SELECTION:
════

Cow Obstacle Course

Farmer John once dreamed up many novel cow sports, including a cow obstacle course in which cows race along a track and jump over barriers. In his latest plan, he has designed N obstacles (numbered 1 through N) for a new, larger course. Each obstacle is represented by a line segment on a 2D map. The original design ensured that no two segments would intersect – not even at their endpoints.

However, due to carelessness in drawing the map, some segments now intersect. Farmer John observed that by removing exactly one segment, the map would be restored to the intended state without any intersections. Your task is to determine which segment to remove. If more than one segment can be removed to achieve a non-intersecting set, output the one with the smallest index.

Note: Two segments are considered intersecting if they share any point, including endpoints.

The equations in this problem are formatted in LaTeX. For example, the number of obstacles satisfies \(2 \leq N \leq 10^5\), and the obstacle indices are \(1, 2, \ldots, N\).

inputFormat

The first line contains an integer N, the number of line segments (obstacles).

The next N lines each contain four integers x₁ y₁ x₂ y₂ representing the endpoints of a segment. It is guaranteed that, if one correct segment is removed, the remaining segments do not intersect (not even at endpoints).

outputFormat

Output one integer: the index (1-indexed) of a segment whose removal results in a set of non-intersecting segments. If multiple segments satisfy the condition, output the smallest index among them.

sample

4
0 0 4 4
0 4 4 0
5 5 6 6
7 7 8 8

1

════

PROBLEMS AND TASKS:
1. Rewrite the cow obstacle course problem from "Note: Two segments" to "2, \ldots, N\).", swapping "LaTeX" for "MathJax".
2. In the cow obstacle course problem, when are two segments considered intersecting?

DATA:
════

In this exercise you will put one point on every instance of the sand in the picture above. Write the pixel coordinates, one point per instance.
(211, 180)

════

THE REPLIES:
1.
Note: Two segments are considered intersecting if they share any point, including endpoints.

The equations in this problem are formatted in MathJax. For example, the number of obstacles satisfies \(2 \leq N \leq 10^5\), and the obstacle indices are \(1, 2, \ldots, N\).

2. Two segments are considered intersecting if they share any point, including endpoints.